— Task —
Using the entries that follow, write out the line containing "Target: sky", the line containing "Target: cliff face", and every line between them, exactly and nothing else.

— Data to use —
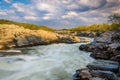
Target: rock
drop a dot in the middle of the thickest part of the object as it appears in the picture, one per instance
(107, 34)
(107, 75)
(99, 54)
(97, 78)
(87, 47)
(114, 45)
(10, 52)
(102, 40)
(30, 40)
(2, 47)
(76, 75)
(116, 58)
(106, 65)
(82, 74)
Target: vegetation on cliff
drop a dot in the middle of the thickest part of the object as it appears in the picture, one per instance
(26, 25)
(96, 27)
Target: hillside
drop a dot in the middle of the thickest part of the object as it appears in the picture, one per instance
(26, 25)
(96, 27)
(12, 35)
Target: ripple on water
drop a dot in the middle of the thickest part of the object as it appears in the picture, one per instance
(51, 62)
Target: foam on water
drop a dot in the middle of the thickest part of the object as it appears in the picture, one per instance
(51, 62)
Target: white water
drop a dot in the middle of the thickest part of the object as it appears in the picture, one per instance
(51, 62)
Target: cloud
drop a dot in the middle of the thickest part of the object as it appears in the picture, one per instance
(60, 13)
(7, 1)
(70, 14)
(30, 18)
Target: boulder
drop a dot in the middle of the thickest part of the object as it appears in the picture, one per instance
(105, 65)
(10, 52)
(107, 75)
(102, 40)
(99, 54)
(82, 74)
(97, 78)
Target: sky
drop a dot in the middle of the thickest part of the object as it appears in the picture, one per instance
(59, 14)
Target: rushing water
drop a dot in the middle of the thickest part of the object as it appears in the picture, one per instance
(51, 62)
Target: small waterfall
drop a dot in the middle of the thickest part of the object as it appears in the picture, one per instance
(50, 62)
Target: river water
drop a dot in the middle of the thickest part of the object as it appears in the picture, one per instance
(51, 62)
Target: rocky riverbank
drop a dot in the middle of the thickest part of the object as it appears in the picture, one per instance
(17, 36)
(105, 49)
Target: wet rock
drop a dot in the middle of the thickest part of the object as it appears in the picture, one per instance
(87, 47)
(102, 40)
(99, 54)
(108, 75)
(30, 40)
(10, 52)
(97, 78)
(116, 58)
(106, 65)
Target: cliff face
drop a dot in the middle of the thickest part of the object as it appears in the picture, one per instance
(13, 35)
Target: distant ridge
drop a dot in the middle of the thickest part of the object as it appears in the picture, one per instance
(26, 25)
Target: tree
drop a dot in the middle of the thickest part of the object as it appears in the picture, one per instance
(114, 19)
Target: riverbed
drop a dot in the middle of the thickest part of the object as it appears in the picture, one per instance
(50, 62)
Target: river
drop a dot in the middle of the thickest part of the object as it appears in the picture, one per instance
(50, 62)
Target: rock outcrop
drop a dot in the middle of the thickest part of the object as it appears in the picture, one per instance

— Answer —
Target: sky
drop a dot in the middle of the thickest part of the object as it appears in the picture, one per instance
(59, 14)
Target: rushing water
drop a dot in the middle of the thickest part of the object as it appears in the picture, one per instance
(51, 62)
Target: small waterfall
drop a dot in the middle of the thickest part of the object as it appears in the picture, one per instance
(50, 62)
Target: river water
drop a dot in the middle of the thickest part of the object as it appears in the picture, one per instance
(51, 62)
Target: rocky riverbank
drop a dot in the middle of the thickest part of the object as it appears in the picture, one per instance
(17, 36)
(105, 49)
Target: wet rock
drop a dot in the middle of the thickest part of the object as it appears in the picture, one per instance
(87, 47)
(102, 40)
(99, 54)
(108, 75)
(30, 40)
(10, 52)
(97, 78)
(116, 58)
(106, 65)
Target: cliff face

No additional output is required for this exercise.